**EXERCISE DESCRIPTION:**
From the passage on leave to amend a complaint below, quote word for word the span that begins at the words "Although dismissals on" and stops after "(5th Cir. 1996)).".

**PASSAGE TO READ:**
Although dismissals on the pleadings without leave to amend are disfavored, see Price v. Pinnacle Brands, Inc., 138 F.3d 602, 608 (5th Cir. 1998), the disposition here was correct. We review denial of leave to amend a complaint for abuse of discretion. Id. Although Federal Rule of Civil Procedure 15(a) establishes a bias in favor of granting motions to amend a complaint, leave is not automatic. "In deciding whether to allow amendment, a district court `may consider such factors as undue delay, bad faith or dilatory motive on the part of the movant, repeated failure to cure deficiencies by amendments previously allowed, undue prejudice to the opposing party, and futility of amendment.'" Id. (quoting Southmark Corp. v. Schulte Roth Zabel (In re Southmark Corp.), 88 F.3d 311, 314 (5th Cir. 1996)).

Clark was unduly dilatory. The court's scheduling order provided that pleadings could be freely amended without motion until December 30, 2005. Clark indicates that he informed the court on November 21, 2005, that he intended to amend his complaint, but the record shows that he failed to file an amendment. Clark implies that this failure resulted from a sudden alteration by the court of its scheduling order on December 20, 2005, whereby the court refused to accept further filings until it ruled on defendants' motions to dismiss. Clark avers that he moved to lift that restriction on case filings and to amend his complaint but that the motion was inexplicably ignored.

**INFORMATION SHOWN:**
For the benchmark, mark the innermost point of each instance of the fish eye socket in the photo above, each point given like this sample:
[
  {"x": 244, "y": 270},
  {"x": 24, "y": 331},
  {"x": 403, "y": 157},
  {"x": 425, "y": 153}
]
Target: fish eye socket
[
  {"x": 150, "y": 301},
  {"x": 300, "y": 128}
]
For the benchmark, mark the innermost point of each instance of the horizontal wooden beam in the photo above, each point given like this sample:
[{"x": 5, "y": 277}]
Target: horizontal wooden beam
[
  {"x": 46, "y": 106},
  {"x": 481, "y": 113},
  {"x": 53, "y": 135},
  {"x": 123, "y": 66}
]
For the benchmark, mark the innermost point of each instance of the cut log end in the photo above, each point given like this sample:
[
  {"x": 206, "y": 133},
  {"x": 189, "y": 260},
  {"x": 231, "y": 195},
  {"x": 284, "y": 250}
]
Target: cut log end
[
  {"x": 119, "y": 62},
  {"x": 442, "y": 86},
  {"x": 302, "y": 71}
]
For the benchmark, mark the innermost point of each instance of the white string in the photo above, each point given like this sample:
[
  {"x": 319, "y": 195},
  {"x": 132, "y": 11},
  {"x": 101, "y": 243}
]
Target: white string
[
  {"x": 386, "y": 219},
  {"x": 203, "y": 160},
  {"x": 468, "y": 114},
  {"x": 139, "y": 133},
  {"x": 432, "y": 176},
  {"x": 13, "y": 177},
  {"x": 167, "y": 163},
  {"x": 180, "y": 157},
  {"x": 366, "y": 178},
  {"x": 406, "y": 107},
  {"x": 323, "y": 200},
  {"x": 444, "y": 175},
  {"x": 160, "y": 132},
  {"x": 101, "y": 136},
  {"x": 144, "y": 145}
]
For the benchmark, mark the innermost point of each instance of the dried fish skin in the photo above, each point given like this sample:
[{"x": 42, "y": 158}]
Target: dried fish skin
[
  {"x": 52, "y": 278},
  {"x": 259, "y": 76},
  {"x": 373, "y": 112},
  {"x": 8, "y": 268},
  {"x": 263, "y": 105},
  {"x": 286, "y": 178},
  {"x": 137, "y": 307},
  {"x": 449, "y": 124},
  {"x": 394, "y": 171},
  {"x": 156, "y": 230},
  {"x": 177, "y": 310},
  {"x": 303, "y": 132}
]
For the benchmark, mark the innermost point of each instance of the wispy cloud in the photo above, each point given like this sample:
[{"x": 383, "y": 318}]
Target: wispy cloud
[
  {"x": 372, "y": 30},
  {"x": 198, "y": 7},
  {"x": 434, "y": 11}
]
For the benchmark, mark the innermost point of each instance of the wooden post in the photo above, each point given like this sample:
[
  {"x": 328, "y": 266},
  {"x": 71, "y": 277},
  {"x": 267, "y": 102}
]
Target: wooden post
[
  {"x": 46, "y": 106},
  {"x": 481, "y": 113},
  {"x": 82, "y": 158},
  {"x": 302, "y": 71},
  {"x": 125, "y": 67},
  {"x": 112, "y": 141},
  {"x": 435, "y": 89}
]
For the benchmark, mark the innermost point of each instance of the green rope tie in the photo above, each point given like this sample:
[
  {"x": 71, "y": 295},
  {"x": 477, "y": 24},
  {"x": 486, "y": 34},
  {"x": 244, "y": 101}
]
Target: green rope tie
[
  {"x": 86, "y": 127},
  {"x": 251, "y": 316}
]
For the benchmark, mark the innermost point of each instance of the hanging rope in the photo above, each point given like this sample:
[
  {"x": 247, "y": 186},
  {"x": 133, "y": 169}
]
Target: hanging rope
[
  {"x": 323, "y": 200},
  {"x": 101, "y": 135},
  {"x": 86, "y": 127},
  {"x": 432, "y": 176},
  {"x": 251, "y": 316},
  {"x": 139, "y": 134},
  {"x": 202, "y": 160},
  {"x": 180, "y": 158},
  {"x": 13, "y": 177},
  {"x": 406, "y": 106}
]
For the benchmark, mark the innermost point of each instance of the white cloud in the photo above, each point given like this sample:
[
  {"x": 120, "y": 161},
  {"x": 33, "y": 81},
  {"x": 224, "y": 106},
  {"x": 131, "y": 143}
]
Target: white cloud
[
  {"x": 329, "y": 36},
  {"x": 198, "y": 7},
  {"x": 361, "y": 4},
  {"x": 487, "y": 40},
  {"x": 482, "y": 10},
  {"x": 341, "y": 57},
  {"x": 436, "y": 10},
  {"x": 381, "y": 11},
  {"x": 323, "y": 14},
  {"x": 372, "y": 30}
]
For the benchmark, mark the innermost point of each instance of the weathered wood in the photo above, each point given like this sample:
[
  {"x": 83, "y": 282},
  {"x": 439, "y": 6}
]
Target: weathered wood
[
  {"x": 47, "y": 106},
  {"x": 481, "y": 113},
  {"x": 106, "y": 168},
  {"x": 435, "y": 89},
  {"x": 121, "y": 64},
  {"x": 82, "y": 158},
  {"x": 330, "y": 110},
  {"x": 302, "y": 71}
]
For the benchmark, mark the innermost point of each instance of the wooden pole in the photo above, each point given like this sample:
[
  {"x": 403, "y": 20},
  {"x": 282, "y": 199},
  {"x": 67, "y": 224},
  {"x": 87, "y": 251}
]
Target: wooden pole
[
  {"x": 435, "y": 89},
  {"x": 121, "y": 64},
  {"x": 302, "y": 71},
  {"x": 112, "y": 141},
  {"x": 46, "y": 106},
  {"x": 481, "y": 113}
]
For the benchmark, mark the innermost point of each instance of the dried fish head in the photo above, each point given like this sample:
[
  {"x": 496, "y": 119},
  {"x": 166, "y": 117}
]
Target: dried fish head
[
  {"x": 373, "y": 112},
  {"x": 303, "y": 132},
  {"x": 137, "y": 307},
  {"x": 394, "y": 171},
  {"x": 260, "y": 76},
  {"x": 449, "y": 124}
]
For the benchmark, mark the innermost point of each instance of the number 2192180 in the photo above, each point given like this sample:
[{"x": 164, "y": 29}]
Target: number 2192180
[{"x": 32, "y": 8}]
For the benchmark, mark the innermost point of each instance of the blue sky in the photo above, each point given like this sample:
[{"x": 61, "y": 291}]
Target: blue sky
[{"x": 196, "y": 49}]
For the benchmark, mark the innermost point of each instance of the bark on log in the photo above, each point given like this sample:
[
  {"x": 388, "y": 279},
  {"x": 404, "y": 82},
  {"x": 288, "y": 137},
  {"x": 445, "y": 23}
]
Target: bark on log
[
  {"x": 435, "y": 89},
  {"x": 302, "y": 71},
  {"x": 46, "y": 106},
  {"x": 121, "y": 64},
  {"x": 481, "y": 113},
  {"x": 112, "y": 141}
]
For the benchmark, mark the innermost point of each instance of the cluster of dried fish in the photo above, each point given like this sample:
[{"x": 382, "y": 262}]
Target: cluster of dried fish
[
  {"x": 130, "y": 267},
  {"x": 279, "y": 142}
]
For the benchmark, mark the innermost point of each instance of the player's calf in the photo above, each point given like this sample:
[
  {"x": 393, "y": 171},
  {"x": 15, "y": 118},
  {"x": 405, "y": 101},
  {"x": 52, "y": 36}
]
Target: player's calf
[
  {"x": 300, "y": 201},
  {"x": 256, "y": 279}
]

* * *

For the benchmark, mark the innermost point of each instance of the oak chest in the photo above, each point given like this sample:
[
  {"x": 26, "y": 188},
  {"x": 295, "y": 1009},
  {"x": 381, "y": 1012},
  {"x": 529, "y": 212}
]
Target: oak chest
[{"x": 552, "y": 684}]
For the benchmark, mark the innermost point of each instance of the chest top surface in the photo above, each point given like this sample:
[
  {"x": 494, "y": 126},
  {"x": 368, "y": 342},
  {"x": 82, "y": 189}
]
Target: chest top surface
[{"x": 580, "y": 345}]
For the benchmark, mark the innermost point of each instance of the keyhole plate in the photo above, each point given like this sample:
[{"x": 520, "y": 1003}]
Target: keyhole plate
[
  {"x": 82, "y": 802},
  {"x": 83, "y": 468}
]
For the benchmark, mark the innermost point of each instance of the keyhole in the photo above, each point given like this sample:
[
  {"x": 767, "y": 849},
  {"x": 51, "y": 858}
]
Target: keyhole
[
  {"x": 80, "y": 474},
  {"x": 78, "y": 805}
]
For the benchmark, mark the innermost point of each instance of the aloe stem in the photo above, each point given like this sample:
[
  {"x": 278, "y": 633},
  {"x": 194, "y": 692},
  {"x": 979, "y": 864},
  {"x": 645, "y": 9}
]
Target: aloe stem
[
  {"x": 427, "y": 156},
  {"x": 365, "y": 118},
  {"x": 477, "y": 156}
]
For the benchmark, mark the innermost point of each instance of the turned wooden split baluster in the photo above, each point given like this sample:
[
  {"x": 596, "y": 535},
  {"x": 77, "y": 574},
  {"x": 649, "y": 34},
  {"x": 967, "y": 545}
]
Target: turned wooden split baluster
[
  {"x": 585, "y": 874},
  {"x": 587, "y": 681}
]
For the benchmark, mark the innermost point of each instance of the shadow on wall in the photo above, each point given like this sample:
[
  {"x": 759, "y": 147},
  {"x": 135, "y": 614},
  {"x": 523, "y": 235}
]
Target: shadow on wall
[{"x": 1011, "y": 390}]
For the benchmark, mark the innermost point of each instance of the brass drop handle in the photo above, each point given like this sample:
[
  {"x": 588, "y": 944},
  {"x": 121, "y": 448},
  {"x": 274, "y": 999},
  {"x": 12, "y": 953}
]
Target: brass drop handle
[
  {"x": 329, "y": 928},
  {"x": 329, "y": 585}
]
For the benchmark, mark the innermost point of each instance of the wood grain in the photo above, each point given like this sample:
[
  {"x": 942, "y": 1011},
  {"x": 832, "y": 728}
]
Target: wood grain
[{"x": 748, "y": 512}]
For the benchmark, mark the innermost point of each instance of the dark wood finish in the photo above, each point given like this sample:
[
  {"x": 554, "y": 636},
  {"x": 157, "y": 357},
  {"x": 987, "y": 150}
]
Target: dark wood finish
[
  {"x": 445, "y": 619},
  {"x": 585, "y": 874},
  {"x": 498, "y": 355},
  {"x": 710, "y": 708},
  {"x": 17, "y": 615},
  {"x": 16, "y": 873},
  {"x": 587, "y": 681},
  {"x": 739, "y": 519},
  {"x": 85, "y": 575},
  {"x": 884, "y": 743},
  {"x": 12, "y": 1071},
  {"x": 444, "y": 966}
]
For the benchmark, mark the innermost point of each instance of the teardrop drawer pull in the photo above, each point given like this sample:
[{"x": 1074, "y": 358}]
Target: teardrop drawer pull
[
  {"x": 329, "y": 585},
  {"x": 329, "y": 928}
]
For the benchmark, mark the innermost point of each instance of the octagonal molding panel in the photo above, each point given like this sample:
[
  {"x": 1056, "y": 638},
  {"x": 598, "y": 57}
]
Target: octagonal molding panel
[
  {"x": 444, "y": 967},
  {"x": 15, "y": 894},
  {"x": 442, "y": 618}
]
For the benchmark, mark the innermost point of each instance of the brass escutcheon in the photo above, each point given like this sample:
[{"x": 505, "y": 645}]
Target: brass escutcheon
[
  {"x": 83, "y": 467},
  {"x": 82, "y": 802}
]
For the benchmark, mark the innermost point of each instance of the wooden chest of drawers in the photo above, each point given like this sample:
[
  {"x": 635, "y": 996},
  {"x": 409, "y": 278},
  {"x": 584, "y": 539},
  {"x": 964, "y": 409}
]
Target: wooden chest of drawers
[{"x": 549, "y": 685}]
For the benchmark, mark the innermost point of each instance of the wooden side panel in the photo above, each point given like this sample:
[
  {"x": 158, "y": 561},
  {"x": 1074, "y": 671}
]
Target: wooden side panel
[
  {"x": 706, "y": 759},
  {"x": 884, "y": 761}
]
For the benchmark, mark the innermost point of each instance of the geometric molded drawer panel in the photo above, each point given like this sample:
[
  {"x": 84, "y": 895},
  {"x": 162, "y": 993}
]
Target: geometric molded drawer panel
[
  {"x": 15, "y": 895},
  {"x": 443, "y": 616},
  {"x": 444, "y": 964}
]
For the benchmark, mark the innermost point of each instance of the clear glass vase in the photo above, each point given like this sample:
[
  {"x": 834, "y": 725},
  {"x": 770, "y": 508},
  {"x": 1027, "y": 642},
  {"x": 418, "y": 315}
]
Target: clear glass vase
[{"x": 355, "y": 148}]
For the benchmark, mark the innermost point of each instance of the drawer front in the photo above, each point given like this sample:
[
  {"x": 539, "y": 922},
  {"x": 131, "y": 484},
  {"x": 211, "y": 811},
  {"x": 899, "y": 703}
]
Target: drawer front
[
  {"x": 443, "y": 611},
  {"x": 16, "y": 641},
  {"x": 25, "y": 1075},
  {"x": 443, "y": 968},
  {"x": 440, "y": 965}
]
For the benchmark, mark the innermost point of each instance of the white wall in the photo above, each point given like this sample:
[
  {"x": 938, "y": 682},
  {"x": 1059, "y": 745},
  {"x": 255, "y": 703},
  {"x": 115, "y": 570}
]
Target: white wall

**THE SOLUTION:**
Although dismissals on the pleadings without leave to amend are disfavored, see Price v. Pinnacle Brands, Inc., 138 F.3d 602, 608 (5th Cir. 1998), the disposition here was correct. We review denial of leave to amend a complaint for abuse of discretion. Id. Although Federal Rule of Civil Procedure 15(a) establishes a bias in favor of granting motions to amend a complaint, leave is not automatic. "In deciding whether to allow amendment, a district court `may consider such factors as undue delay, bad faith or dilatory motive on the part of the movant, repeated failure to cure deficiencies by amendments previously allowed, undue prejudice to the opposing party, and futility of amendment.'" Id. (quoting Southmark Corp. v. Schulte Roth Zabel (In re Southmark Corp.), 88 F.3d 311, 314 (5th Cir. 1996)).